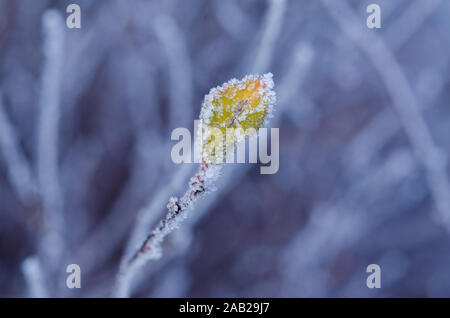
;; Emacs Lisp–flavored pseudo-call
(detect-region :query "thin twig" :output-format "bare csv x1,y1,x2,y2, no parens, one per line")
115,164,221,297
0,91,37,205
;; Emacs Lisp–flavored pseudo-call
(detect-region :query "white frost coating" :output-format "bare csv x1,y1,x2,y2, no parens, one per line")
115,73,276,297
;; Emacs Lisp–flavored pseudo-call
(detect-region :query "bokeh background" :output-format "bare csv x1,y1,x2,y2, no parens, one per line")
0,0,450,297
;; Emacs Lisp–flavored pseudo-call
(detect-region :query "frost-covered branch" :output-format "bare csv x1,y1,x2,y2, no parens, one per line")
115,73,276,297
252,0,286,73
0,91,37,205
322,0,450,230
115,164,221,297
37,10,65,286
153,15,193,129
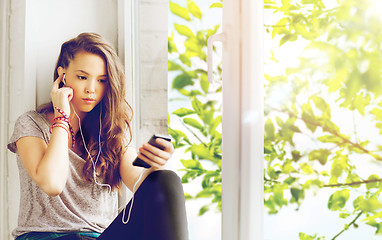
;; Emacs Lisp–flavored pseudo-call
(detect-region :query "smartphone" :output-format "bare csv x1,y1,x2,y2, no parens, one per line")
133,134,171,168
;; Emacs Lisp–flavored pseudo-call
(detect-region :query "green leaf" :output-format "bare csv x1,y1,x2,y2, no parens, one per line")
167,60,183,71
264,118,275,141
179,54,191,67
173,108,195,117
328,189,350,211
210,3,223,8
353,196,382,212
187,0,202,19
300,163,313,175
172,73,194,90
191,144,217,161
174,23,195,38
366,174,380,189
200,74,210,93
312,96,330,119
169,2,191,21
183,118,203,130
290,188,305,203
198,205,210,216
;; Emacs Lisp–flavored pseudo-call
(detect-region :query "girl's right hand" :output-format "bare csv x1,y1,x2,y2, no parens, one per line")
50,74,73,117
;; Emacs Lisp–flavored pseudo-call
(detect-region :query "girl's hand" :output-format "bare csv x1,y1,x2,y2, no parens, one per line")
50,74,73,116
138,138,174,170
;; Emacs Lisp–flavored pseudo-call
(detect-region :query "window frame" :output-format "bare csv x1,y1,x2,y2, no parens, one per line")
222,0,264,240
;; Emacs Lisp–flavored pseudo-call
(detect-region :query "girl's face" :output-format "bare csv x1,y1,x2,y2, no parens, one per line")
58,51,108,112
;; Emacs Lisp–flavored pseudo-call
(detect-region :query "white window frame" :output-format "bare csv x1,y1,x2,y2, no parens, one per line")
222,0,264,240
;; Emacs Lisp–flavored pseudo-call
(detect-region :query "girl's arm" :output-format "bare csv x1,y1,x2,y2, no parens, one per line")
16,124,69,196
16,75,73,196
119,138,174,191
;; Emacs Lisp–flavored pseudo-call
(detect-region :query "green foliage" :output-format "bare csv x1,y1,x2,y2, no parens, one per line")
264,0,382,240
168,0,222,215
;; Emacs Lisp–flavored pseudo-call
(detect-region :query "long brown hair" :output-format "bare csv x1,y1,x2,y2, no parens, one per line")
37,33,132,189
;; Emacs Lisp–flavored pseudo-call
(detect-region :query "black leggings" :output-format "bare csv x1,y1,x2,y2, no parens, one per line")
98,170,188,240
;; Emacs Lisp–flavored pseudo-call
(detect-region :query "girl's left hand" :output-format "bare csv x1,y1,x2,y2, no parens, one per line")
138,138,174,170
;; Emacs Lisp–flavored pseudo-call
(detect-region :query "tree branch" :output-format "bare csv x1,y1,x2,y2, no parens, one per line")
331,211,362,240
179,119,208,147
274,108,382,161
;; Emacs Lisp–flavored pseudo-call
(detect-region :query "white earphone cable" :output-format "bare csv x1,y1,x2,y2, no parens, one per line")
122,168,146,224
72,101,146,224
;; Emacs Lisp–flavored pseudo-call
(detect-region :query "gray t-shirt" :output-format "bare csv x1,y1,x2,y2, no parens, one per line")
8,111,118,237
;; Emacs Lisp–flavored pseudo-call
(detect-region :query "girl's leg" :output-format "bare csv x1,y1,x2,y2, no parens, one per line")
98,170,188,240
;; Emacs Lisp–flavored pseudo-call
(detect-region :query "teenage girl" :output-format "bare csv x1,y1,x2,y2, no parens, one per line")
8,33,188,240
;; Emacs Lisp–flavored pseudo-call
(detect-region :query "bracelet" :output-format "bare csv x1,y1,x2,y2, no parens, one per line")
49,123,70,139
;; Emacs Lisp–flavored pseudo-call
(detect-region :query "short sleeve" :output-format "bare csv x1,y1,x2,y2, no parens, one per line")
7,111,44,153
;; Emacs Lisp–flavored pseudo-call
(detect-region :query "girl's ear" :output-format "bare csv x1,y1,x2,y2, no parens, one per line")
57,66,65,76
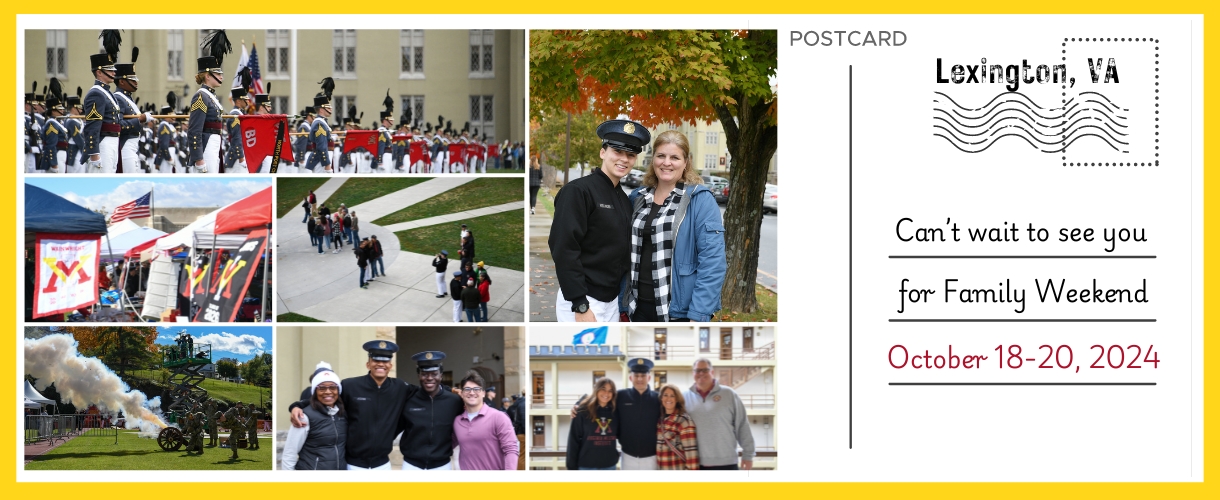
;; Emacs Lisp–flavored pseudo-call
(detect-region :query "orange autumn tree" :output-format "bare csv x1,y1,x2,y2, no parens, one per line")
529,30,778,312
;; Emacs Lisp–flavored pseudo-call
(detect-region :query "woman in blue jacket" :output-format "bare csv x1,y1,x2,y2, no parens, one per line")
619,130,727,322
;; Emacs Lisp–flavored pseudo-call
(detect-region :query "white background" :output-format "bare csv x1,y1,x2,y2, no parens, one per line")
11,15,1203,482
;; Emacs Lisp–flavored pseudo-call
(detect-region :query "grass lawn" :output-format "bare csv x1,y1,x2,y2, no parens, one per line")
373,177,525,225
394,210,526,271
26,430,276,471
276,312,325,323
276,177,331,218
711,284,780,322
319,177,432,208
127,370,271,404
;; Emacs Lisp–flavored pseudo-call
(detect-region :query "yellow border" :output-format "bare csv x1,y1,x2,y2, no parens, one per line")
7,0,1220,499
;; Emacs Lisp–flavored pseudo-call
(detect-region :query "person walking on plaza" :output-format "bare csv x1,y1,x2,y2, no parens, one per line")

* * *

DIRECTION
Turn the records into a numbered list, starting with the first line of the records and going on through the line with "133,134,171,168", both included. Skip blank lines, and leave the pictures out.

IN RESPONSE
1. ;; Emacs Lisp–flavored pseudo-call
2. (detect-region :query "thin twig" :output-format "bare csv x1,y1,x2,y2, no parens, one per line")
3. 115,164,221,297
4. 0,91,37,205
5. ;; Emacs Lisp–flavored pseudo-call
6. (detect-region :query "white frost coating" :output-format "bare csv x1,y1,x2,y2, no parens, one per line")
7. 115,73,276,297
8. ;; Emacs Lisp–flavored pseudo-call
9. (detect-region :query "bokeh background" :output-format "bare csv x1,y1,x2,y2, no parens, one per line")
10. 0,0,450,297
11. ;; Emacs Lisp–flavored pseudo-call
12. (detect-region :query "frost-covered branch" :output-format "bare csv x1,y1,x2,y2, no parens, one per line")
13. 115,73,276,297
14. 252,0,286,73
15. 0,91,37,205
16. 322,0,450,230
17. 115,164,221,297
18. 37,10,65,286
19. 153,15,193,129
20. ;; Emacs Lisp–flavored pseudo-call
21. (detect-region :query "smartphone" :output-format "bare csv x1,y1,x2,y2, no parens, one per line")
22. 133,134,171,168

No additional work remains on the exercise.